'''

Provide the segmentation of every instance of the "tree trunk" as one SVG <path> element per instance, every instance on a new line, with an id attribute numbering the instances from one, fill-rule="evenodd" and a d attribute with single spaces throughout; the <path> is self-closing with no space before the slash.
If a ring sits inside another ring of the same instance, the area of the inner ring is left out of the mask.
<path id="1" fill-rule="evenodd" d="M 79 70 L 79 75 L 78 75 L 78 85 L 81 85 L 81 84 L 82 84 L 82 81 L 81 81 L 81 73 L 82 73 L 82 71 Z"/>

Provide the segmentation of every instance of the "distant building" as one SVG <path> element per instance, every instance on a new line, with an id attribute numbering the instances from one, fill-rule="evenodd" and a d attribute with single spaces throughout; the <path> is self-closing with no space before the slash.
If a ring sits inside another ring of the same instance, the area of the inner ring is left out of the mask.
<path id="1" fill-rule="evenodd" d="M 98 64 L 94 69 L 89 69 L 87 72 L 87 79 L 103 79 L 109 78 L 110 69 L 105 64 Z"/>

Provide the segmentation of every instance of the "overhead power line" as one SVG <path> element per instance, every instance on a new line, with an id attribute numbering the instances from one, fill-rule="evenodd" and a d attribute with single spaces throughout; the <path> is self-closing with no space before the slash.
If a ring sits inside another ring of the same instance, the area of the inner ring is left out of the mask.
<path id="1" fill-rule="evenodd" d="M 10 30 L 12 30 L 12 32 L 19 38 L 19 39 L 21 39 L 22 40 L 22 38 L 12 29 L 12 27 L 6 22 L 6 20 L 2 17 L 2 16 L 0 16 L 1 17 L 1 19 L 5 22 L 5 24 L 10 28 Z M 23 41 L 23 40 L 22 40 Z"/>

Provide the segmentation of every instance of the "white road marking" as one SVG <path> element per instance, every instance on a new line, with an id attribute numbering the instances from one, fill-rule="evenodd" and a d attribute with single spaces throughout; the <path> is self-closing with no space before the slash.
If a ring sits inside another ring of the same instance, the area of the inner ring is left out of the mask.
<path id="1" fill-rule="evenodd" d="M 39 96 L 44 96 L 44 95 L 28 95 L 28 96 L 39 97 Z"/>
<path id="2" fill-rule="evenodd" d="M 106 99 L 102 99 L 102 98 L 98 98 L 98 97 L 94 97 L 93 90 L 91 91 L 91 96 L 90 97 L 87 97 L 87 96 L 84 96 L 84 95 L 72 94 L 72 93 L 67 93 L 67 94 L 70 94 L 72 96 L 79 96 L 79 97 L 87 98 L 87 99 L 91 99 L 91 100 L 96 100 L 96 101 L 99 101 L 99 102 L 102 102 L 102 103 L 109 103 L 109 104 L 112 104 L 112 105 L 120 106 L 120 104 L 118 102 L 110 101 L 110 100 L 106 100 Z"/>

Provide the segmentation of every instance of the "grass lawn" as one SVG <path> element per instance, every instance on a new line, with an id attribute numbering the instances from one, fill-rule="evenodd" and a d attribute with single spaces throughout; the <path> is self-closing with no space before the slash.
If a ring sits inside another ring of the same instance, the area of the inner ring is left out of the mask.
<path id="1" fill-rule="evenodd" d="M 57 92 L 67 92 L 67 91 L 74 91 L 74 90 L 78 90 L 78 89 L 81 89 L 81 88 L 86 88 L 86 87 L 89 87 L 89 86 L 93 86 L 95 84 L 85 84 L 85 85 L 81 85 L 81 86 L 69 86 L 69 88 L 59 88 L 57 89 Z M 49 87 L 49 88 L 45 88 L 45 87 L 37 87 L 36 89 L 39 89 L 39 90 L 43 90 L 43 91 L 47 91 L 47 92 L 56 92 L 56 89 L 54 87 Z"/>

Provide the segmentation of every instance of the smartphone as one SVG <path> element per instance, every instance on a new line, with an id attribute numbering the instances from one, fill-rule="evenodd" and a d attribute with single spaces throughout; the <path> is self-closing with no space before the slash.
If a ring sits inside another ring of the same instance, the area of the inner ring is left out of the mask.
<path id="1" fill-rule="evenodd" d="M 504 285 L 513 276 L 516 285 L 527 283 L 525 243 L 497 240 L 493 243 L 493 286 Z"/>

'''

Copy the records above exactly as they appear.

Provide the segmentation of every instance of the "tree trunk" as one SVG <path> element per instance, every instance on a new line, with an id attribute numbering the instances from one, fill-rule="evenodd" and a d attribute with single spaces throughout; the <path> is self-closing with no space before the slash.
If a ring sits inside another ring of the same instance, the area of the inner ring is left out of the mask.
<path id="1" fill-rule="evenodd" d="M 79 70 L 79 75 L 78 75 L 78 85 L 81 85 L 81 84 L 82 84 L 82 81 L 81 81 L 81 73 L 82 73 L 82 71 Z"/>

Provide the segmentation of every instance of the "distant building" as one SVG <path> element per instance, every instance on a new line, with an id attribute numbering the instances from one, fill-rule="evenodd" and a d attribute with single spaces throughout; the <path> is self-closing with no space before the slash.
If a ring sits inside another ring of the same instance, the area of the inner ring is left out of the mask.
<path id="1" fill-rule="evenodd" d="M 98 64 L 94 69 L 89 69 L 87 72 L 87 79 L 103 79 L 109 78 L 110 69 L 105 64 Z"/>

Provide the segmentation of every instance of the "overhead power line" as one SVG <path> element per instance, every instance on a new line, with an id attribute numbering the instances from one, fill-rule="evenodd" and a d attribute with single spaces throughout; the <path> is self-closing with no space before the slash.
If a ring sits inside another ring of the same instance, the area of the inner ring is left out of the mask.
<path id="1" fill-rule="evenodd" d="M 10 30 L 12 30 L 12 32 L 19 38 L 19 39 L 21 39 L 22 40 L 22 38 L 12 29 L 12 27 L 6 22 L 6 20 L 2 17 L 2 16 L 0 16 L 1 17 L 1 19 L 5 22 L 5 24 L 10 28 Z M 23 41 L 23 40 L 22 40 Z"/>

Provide the segmentation of every instance of the "white road marking" as one SVG <path> element per instance, every instance on a new line, with an id attribute numbering the instances from one, fill-rule="evenodd" and a d attribute with single spaces throughout; the <path> is self-closing with no space before the slash.
If a ring sits inside another ring of the same instance, the area of the inner ring is left out of the mask.
<path id="1" fill-rule="evenodd" d="M 39 96 L 44 96 L 44 95 L 28 95 L 28 96 L 39 97 Z"/>
<path id="2" fill-rule="evenodd" d="M 106 99 L 102 99 L 102 98 L 98 98 L 98 97 L 94 97 L 93 90 L 91 91 L 91 96 L 90 97 L 87 97 L 87 96 L 84 96 L 84 95 L 72 94 L 72 93 L 67 93 L 67 94 L 70 94 L 72 96 L 79 96 L 79 97 L 87 98 L 87 99 L 91 99 L 91 100 L 96 100 L 96 101 L 99 101 L 99 102 L 102 102 L 102 103 L 109 103 L 109 104 L 112 104 L 112 105 L 120 106 L 120 104 L 118 102 L 110 101 L 110 100 L 106 100 Z"/>

Provide the segmentation of every instance of the "grass lawn" as one SVG <path> element per instance, every instance on a new line, with an id attribute numbering the instances from one, fill-rule="evenodd" and a d attribute with single spaces throughout; the <path> is self-closing with no space before the slash.
If a ring sits inside another ring of the same instance, the area of the inner ring is left out of the mask.
<path id="1" fill-rule="evenodd" d="M 57 92 L 67 92 L 67 91 L 74 91 L 74 90 L 78 90 L 78 89 L 81 89 L 81 88 L 86 88 L 86 87 L 89 87 L 89 86 L 93 86 L 95 84 L 85 84 L 85 85 L 81 85 L 81 86 L 69 86 L 69 88 L 59 88 L 57 89 Z M 49 87 L 49 88 L 45 88 L 45 87 L 37 87 L 36 89 L 39 89 L 39 90 L 43 90 L 43 91 L 47 91 L 47 92 L 56 92 L 56 89 L 54 87 Z"/>

Provide the segmentation of every instance of the smartphone as one SVG <path> element per instance, every instance on a new line, with an id attribute numbering the instances from one, fill-rule="evenodd" and a d attribute with single spaces throughout; the <path> is self-closing with no space before the slash.
If a ring sits inside another ring of the same instance, the area of the inner ring is left out of the mask.
<path id="1" fill-rule="evenodd" d="M 504 285 L 513 276 L 516 285 L 527 283 L 525 243 L 497 240 L 493 243 L 493 286 Z"/>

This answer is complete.